Task goal: Reproduce word for word the lines between those holding "can you box the black sling" and "can you box the flip", inclusive, and nothing else from the data below.

Records from a collection
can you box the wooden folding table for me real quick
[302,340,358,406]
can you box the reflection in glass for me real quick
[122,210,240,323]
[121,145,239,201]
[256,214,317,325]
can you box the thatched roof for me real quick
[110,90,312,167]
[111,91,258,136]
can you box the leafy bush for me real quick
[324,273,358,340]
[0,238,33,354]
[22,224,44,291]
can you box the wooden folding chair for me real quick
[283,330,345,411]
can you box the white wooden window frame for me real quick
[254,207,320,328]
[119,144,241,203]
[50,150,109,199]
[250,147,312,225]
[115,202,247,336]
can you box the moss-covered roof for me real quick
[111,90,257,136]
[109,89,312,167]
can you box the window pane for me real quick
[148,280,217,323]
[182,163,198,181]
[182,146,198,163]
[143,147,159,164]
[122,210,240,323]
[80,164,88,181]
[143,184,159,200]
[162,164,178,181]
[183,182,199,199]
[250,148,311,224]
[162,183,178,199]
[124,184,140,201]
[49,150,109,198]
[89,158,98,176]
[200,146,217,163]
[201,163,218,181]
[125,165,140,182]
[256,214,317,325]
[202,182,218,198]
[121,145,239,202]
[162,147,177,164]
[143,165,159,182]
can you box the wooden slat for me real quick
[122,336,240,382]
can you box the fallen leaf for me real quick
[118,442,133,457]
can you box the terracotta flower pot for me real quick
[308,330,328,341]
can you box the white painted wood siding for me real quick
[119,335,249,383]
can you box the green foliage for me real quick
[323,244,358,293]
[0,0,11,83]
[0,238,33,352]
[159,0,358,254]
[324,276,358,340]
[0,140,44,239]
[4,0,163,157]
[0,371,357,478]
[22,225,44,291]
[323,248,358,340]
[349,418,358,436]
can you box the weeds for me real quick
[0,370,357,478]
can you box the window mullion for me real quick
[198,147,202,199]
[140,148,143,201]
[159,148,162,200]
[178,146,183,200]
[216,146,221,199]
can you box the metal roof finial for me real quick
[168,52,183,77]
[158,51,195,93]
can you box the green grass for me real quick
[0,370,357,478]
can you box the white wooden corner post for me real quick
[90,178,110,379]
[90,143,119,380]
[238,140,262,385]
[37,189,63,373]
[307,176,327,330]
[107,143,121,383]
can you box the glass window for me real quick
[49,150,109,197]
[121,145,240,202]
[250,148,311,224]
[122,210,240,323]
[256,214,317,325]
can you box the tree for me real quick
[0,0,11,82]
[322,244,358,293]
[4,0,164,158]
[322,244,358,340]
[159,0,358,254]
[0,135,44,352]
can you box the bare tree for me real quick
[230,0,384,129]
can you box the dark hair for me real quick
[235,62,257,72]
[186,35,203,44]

---

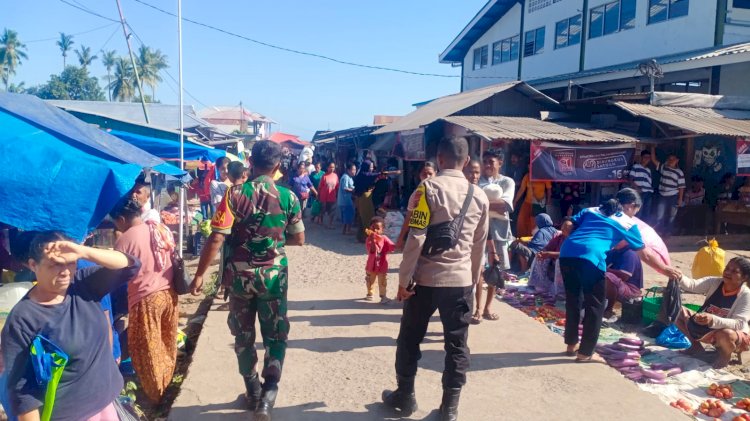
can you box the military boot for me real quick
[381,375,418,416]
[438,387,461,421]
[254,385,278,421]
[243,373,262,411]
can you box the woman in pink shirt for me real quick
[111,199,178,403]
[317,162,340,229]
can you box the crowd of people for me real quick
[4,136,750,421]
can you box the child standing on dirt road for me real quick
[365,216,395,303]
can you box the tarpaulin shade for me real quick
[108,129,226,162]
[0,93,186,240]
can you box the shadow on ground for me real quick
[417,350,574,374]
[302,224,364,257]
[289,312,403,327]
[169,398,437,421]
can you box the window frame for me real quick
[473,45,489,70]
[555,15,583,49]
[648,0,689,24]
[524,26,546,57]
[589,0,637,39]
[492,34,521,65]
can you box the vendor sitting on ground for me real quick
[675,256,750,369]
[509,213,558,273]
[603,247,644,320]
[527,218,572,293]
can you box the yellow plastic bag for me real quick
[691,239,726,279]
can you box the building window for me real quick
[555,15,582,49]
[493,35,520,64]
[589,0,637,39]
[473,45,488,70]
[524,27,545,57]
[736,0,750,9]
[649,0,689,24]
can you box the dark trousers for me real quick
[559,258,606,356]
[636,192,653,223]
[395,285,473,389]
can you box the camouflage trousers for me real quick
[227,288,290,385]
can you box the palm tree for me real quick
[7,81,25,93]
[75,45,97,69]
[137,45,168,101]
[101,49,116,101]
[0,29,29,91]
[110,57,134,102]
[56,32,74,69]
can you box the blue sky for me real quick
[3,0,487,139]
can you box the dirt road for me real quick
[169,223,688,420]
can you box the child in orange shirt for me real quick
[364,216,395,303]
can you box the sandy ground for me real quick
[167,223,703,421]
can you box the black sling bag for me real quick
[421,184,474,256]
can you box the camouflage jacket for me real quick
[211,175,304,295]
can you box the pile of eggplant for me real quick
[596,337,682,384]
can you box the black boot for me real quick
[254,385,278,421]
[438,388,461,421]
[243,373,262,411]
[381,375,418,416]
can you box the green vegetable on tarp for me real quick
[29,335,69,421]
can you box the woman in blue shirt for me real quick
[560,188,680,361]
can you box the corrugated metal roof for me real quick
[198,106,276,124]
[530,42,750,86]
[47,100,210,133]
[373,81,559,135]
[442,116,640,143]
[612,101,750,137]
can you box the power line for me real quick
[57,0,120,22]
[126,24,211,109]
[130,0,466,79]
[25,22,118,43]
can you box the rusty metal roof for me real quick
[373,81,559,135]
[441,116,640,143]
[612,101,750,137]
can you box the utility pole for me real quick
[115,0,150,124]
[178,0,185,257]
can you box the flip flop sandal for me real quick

Worked solution:
can you box the black sling bag for me real quick
[421,184,474,256]
can you box the camouflage jacket for me real quick
[211,175,304,295]
can you box the pile of eggplant for me real quick
[596,337,682,384]
can you box the black boot for me real quick
[254,385,278,421]
[438,388,461,421]
[243,373,262,411]
[381,375,418,416]
can you box the green vegetable on tarp for me real quick
[29,335,69,421]
can you box the woman in blue shirt for me real quick
[560,188,680,361]
can you box the corrugated metal roof for me real quick
[198,106,276,124]
[530,42,750,86]
[47,100,210,133]
[373,81,559,135]
[442,116,640,143]
[612,101,750,137]
can you box the power line for me real quick
[57,0,120,22]
[126,24,211,109]
[130,0,466,79]
[25,22,118,43]
can you box the rusty metal roof for me real quick
[373,81,559,135]
[441,116,640,143]
[612,101,750,137]
can you box the utility pole for me real quick
[115,0,150,124]
[178,0,185,257]
can you box the flip flop sandal for me real quick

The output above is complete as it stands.